**Gegeven tekst:**
Woordenboek van Populair Taalgebruik

Marc De Coster (2020-2024)

Gepubliceerd op 13-07-2022

prent

betekenis & definitie

1) (1982) (politie) bekeuring; boete. In de voetbalsport: gele of rode kaart. Sluit aan bij betekenis 7 hierna. Een 'blauwe prent' is in het Westfries: een belastingaanslag.

• Na nog een trits formaliteiten te hebben vervuld, werd ik - met Fok vrijwillig aan m'n zij - op de trein terug naar Arnhem gezet, onder persoonlijk escorte eens marechaussees, die men tevens m'n mes ter hand had gesteld, in de hoop dat ik dáárvoor bij terugkeer in het vaderland óók nog eens een prent aan m'n reet zou krijgen. (J..A. Deelder: Schöne Welt. 1982)

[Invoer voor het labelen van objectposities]

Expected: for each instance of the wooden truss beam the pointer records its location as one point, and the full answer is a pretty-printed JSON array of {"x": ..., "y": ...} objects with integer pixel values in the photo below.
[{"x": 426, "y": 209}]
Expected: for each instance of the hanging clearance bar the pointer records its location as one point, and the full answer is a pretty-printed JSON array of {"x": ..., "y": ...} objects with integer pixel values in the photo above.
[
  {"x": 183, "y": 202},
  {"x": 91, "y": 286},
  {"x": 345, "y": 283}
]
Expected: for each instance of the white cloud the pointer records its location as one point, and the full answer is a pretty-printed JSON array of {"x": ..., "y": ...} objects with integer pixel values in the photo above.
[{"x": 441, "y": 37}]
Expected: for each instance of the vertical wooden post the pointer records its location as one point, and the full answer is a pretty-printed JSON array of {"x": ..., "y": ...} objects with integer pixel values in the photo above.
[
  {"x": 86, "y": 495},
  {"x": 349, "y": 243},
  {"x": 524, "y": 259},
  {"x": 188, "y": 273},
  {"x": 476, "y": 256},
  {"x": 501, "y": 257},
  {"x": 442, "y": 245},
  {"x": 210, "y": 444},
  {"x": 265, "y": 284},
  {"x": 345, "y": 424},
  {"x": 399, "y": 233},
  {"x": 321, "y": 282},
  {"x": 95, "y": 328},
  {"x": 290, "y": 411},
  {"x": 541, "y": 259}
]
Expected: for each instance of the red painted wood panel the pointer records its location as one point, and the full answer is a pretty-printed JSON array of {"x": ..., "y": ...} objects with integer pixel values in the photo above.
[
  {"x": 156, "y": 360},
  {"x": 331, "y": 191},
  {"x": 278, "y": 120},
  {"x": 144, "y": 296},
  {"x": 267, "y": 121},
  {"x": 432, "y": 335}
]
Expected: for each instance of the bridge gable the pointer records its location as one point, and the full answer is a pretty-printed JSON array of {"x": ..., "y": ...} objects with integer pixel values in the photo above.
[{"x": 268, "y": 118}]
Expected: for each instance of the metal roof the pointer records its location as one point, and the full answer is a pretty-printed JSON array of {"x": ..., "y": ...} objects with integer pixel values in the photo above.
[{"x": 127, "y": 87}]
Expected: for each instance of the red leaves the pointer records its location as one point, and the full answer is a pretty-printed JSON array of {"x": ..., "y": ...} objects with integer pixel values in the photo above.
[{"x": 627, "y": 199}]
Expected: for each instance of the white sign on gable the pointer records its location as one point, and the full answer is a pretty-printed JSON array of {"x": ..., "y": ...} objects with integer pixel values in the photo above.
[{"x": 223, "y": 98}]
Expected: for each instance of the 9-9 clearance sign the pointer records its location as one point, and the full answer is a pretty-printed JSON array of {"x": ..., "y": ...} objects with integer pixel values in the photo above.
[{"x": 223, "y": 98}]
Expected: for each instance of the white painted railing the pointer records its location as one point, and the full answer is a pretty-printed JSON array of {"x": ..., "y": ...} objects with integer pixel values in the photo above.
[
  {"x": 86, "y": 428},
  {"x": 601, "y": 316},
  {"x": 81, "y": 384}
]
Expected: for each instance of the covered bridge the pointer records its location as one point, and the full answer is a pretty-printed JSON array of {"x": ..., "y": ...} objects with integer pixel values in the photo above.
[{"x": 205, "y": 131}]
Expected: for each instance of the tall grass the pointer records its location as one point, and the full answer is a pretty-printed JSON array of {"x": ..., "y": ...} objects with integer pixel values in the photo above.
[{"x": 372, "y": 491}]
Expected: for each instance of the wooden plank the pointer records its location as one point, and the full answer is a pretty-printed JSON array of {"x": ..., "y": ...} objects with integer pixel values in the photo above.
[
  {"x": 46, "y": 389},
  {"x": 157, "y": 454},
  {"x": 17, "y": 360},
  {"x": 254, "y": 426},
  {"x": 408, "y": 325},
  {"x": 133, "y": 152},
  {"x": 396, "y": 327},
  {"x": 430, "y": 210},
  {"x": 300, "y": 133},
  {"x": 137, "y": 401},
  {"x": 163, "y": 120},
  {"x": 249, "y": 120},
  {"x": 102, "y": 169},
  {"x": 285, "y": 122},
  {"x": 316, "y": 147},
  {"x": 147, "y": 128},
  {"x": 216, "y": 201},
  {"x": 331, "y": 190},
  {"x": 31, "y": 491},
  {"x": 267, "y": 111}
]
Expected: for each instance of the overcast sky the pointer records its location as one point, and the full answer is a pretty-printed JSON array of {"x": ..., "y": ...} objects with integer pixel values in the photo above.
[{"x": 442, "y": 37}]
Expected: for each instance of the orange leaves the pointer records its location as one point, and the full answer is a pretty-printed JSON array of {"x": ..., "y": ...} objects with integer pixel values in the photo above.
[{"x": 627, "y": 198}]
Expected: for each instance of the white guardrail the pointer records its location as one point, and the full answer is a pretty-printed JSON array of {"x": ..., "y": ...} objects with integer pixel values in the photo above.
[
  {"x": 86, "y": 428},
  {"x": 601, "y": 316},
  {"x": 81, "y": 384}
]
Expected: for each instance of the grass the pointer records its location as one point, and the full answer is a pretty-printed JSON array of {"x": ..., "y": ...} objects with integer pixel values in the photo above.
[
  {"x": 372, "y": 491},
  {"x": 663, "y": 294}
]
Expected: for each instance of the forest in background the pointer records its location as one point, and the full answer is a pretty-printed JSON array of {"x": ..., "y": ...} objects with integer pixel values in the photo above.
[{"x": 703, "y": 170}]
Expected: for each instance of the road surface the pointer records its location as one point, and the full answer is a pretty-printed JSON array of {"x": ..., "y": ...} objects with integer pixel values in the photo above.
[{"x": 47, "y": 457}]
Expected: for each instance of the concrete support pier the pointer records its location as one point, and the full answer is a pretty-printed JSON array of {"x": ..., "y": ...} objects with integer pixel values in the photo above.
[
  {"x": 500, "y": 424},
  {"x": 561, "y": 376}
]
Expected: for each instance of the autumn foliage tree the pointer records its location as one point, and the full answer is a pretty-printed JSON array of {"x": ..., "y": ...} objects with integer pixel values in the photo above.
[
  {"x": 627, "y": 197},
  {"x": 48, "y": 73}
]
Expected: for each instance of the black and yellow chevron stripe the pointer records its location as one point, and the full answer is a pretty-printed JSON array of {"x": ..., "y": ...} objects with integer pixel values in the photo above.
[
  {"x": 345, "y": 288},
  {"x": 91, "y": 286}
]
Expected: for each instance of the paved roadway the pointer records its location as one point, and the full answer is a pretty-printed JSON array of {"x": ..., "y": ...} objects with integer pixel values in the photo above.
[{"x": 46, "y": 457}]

**Opdrachten:**
• a. Wat is een 'blauwe prent' in het Westfries volgens het artikel over 'prent'?
• b. Druk het stuk van het artikel over 'prent' af van "1) (1982) (politie)" tot "Westfries: een belastingaanslag.".

**Antwoorden:**
• a. Een belastingaanslag.

• b.
1) (1982) (politie) bekeuring; boete. In de voetbalsport: gele of rode kaart. Sluit aan bij betekenis 7 hierna. Een 'blauwe prent' is in het Westfries: een belastingaanslag.